▶ **GIVEN PASSAGE**
-=-=-

Tadas Karosas (born 1963 in Vilnius) is a serial entrepreneur, owner of “LTk Capital”, founder of dozens of businesses in various fields. The majority of his companies were successfully developed to take up leading positions in their respective markets and sold profitably. Currently, Tadas Karosas is mostly focusing on developing two of his leading businesses – restaurant chain “Čili Holdings” and online retail store chain pigu.lt. Over the last years, he has also taken up the roles of business angel, active investor, and founded and developed several e-commerce startups, and is currently awaiting the results of investments made.

== Education and early life ==
Tadas Karosas graduated from Vilnius University and acquired a degree of law. He started working at Public Prosecutor's Office in 1986 and stayed there until 1992.

== Current business development ==
“LTk Capital”, founded by Tadas Karosas, is currently developing and selling the enterprises described below.

-=-=-

▶ **THE PROBLEM**
Write the next part of the biography of Tadas Karosas, picking up after its final sentence. This material comes from a separate source, unrelated to the text.

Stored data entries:
-=-=-

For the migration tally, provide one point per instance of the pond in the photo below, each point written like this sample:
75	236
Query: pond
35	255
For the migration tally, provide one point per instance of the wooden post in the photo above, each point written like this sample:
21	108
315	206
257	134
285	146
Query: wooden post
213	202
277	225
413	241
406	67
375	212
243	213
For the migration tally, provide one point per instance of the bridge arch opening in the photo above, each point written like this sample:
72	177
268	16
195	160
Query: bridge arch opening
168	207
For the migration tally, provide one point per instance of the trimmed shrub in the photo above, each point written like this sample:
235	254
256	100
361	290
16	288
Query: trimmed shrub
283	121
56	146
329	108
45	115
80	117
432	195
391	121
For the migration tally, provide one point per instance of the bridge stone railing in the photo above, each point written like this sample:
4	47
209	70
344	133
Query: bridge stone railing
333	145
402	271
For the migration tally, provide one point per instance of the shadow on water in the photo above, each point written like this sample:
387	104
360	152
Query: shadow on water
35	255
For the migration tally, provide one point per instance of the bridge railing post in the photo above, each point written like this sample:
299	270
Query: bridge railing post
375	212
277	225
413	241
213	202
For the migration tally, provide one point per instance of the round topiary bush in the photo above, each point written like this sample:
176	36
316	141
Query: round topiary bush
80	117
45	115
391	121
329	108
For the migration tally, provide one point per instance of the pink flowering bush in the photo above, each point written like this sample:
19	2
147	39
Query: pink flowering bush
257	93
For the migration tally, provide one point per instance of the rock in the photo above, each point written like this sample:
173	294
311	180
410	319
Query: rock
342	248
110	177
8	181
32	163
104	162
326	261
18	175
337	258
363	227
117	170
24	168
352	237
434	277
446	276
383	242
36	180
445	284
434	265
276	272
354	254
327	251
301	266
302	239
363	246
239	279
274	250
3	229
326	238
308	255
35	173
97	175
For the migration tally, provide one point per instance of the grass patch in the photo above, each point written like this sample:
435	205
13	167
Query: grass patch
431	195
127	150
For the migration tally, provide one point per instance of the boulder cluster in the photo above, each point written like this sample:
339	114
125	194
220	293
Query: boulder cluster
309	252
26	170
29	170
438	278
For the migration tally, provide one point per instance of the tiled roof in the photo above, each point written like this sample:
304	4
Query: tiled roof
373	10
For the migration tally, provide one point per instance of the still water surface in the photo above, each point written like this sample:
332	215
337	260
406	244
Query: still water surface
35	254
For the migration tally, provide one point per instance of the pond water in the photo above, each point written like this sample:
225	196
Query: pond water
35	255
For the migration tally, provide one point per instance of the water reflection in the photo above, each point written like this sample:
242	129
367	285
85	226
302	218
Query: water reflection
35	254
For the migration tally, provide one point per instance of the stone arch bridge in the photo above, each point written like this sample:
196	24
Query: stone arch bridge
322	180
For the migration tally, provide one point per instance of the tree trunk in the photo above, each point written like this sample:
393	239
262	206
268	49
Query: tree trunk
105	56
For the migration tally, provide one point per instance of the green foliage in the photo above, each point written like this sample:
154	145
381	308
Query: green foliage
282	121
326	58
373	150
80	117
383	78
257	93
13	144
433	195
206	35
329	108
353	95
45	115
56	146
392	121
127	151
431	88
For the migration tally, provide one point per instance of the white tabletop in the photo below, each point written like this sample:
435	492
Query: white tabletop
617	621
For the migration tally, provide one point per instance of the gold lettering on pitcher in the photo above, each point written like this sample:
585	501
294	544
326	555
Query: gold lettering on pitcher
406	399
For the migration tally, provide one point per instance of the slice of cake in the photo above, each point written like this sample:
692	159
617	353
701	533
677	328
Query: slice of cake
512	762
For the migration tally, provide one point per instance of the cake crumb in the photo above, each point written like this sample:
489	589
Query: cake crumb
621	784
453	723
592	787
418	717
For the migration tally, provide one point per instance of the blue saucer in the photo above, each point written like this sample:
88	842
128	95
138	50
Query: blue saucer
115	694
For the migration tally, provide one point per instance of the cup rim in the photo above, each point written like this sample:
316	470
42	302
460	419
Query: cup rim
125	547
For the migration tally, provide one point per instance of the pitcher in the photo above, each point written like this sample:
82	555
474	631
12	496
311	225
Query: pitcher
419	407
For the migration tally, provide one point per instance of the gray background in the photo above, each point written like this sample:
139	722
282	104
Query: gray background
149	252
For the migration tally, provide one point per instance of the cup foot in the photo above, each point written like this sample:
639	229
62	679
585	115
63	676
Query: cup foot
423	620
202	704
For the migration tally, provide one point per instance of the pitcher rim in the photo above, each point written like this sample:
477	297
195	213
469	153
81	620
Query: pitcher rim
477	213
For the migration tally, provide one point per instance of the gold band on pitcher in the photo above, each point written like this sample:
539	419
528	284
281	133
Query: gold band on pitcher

-=-=-

▶ **ANSWER TO THE PROBLEM**
In 2008, an investment was made into pigu.lt, which became a leading online retail store in Lithuania. In 2011, the oldest online store in Latvia – “220.lv” – has been acquired, followed by “kaup24.ee” in Estonia. “Pigu.lt” has been proliferating and is often called “Amazon of the Baltics”.

“LTk Capital”, founded by Tadas Karosas, owns restaurant chain “Čili Holdings“. Since its founding, the holding has opened over 100 of restaurants – a few in Ukraine, Poland, and Romania, yet the main focus has remained on operations in the Baltics. Since 2014, a division has been opened in Madrid, Spain. Currently, the rapid development of “Čili holdings” has been slowed down, yet it remains the biggest restaurant chain in Lithuania with a continually growing turnover – it is estimated to increase by 25% in 2019 compared to 2018.

== Developed and sold businesses ==
In 2009, companies run by Tadas Karosas began implementing e-commerce platform “Amazingsales.com” in Belgium, Holland, and Germany. The enterprise was sold in 2012.

In 2004, Tadas Karosas founded a cosmetics and perfumery import and wholesale company “Kruzas Nordic Cosmetics Distribution”. A year later, he opened a SPA and massage center chain “East Island”, which was subsequently sold successfully. “Kruzas Nordic Cosmetics Distribution” expanded to Latvia and Estonia in 2007 and 2009 and sold to a Finland-based “Berner Ltd”.

In 2007, the entrepreneur founded an entertainment website and web TV “ctv.lt”, which was sold in 2011.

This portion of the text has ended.